- PROVIDED TEXT -
◆ ◆ ◆

Offc Action Outgoing

LAMBERTI

D&L, Inc.

Offc Action Outgoing

UNITED STATES DEPARTMENT OF COMMERCE

UNITED STATES PATENT AND TRADEMARK OFFICE

 

    SERIAL NO: 76/409272

 

    APPLICANT:                          D&L, Inc.

 

 

        

 

    CORRESPONDENT ADDRESS:

    TIMOTHY D. PECSENYE

    BLANK ROME COMISKY & MCCAULEY

    1 LOGAN SQ FL 3

    PHILADELPHIA PA 19103-6998

   

RETURN ADDRESS: 

Commissioner for Trademarks

2900 Crystal Drive

Arlington, VA 22202-3514

ecom113@uspto.gov

 

 

 

    MARK:          LAMBERTI

 

 

 

    CORRESPONDENT’S REFERENCE/DOCKET NO:   N/A

 

    CORRESPONDENT EMAIL ADDRESS: 

 

Please provide in all correspondence:

 

1.  Filing date, serial number, mark and

     applicant's name.

2.  Date of this Office Action.

3.  Examining Attorney's name and

     Law Office number.

4. Your telephone number and e-mail address.

 

 

 

OFFICE ACTION

 

TO AVOID ABANDONMENT, WE MUST RECEIVE A PROPER RESPONSE TO THIS OFFICE ACTION WITHIN 6 MONTHS OF OUR MAILING OR E-MAILING DATE. 

 

 

Serial Number  76/409272

 

This correspondence is in response to the applicant's communication filed March 24, 2003. Registration was refused under Trademark Act Section 2(d), 15 U.S.C. Section 1052(d), because of a likelihood of confusion between the applicant's mark and U.S. Registration No. 0,952,087.  The applicant’s claim of distinctiveness has been accepted and entered into the record.  Consequently, the surname refusal is withdrawn. 

 

However, the examining attorney has considered the applicant's arguments carefully regarding the likelihood of confusion issue, but has found them unpersuasive.  For the reasons stated below, the refusal under Section 2(d) is maintained and made FINAL.

◆ ◆ ◆

- EXTRACTED INFORMATION -
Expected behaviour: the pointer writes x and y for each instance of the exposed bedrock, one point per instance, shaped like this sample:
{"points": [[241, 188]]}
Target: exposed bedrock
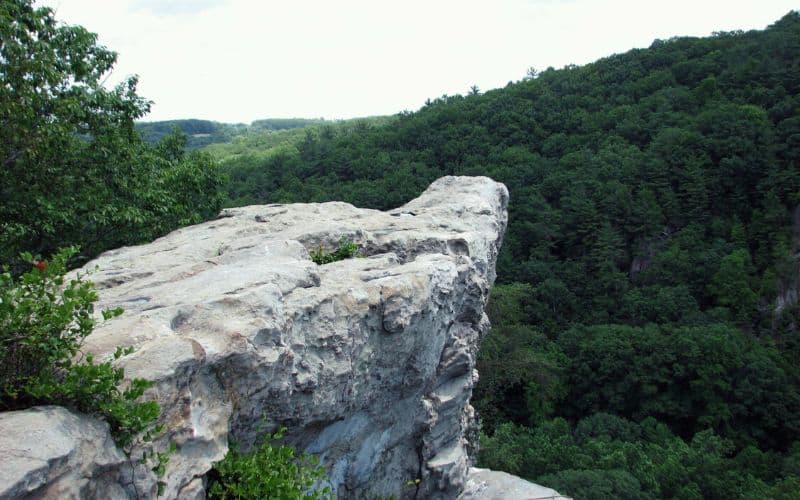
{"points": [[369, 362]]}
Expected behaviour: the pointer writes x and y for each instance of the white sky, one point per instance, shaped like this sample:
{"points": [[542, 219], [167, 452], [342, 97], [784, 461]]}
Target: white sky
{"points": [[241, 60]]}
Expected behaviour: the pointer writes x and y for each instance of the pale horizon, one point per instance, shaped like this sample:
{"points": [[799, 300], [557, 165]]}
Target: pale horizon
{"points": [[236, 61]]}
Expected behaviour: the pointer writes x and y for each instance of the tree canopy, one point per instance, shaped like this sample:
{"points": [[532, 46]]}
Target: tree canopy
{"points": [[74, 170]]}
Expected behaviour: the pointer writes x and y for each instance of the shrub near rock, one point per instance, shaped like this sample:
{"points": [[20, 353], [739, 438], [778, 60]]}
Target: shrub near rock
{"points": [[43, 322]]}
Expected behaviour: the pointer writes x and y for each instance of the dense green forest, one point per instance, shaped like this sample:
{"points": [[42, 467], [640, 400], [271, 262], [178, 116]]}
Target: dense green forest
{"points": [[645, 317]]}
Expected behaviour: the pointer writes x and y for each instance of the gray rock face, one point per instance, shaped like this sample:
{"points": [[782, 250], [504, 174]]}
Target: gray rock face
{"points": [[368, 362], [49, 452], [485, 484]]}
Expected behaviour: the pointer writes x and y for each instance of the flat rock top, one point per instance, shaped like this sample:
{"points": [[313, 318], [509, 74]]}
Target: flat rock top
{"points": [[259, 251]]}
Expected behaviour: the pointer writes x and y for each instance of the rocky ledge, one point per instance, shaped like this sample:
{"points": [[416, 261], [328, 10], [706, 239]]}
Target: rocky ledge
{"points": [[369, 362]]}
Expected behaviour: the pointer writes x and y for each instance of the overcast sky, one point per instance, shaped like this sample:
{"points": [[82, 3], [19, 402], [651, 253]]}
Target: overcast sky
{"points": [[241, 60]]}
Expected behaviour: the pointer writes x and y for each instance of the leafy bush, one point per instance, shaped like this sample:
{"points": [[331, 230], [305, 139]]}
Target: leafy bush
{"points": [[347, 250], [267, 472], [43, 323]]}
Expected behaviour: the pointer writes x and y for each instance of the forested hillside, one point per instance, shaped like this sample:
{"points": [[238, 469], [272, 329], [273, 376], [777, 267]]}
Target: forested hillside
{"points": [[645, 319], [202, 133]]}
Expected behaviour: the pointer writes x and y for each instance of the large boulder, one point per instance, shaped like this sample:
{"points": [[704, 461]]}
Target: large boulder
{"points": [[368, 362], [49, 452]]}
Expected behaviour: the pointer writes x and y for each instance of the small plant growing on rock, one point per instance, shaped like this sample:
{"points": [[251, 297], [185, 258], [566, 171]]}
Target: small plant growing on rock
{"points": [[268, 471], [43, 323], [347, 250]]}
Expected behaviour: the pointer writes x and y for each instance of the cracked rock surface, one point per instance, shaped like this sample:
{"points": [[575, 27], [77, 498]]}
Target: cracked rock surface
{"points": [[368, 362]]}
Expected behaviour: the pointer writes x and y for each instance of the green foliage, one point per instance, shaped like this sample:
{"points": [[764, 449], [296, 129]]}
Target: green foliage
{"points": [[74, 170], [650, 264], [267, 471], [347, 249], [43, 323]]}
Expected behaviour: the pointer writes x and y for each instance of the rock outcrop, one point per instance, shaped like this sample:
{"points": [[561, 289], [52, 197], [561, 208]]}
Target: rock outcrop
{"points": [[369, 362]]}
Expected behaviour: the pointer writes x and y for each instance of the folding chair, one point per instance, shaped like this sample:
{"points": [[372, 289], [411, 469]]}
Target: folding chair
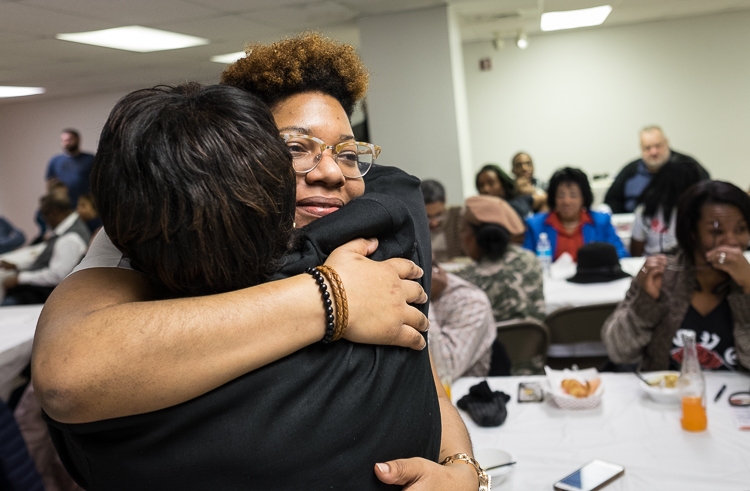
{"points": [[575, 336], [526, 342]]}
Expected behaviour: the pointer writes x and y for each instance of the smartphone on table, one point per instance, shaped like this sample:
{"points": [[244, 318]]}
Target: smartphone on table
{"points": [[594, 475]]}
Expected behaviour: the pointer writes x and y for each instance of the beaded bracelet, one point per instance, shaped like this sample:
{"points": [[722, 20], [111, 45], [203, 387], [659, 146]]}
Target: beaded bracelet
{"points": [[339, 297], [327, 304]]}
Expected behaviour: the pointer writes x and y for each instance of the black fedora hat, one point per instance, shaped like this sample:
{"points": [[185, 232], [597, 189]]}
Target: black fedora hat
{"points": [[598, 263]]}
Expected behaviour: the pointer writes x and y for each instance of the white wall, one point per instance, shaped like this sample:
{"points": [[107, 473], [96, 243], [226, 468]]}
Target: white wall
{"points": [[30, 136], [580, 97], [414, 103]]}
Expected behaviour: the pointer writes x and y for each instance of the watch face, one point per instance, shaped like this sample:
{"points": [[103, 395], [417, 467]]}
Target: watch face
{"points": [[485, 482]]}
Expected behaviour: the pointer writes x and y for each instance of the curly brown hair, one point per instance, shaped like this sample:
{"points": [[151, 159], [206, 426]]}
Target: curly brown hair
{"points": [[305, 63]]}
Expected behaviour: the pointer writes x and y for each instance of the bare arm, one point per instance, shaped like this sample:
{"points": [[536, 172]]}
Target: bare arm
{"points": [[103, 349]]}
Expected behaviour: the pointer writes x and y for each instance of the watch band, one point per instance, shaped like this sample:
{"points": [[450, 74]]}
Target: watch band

◆ ◆ ◆

- SET TASKS -
(a) From the office action, reproduce word for word the passage starting at "1.  Filing date, serial" and ending at "and e-mail address.".
(b) List each of the numbered points that the office action asks to be provided in all correspondence.

- COMPLETED EXERCISE -
(a)
1.  Filing date, serial number, mark and

     applicant's name.

2.  Date of this Office Action.

3.  Examining Attorney's name and

     Law Office number.

4. Your telephone number and e-mail address.

(b)
1. Filing date, serial number, mark and applicant's name.
2. Date of this Office Action.
3. Examining Attorney's name and Law Office number.
4. Your telephone number and e-mail address.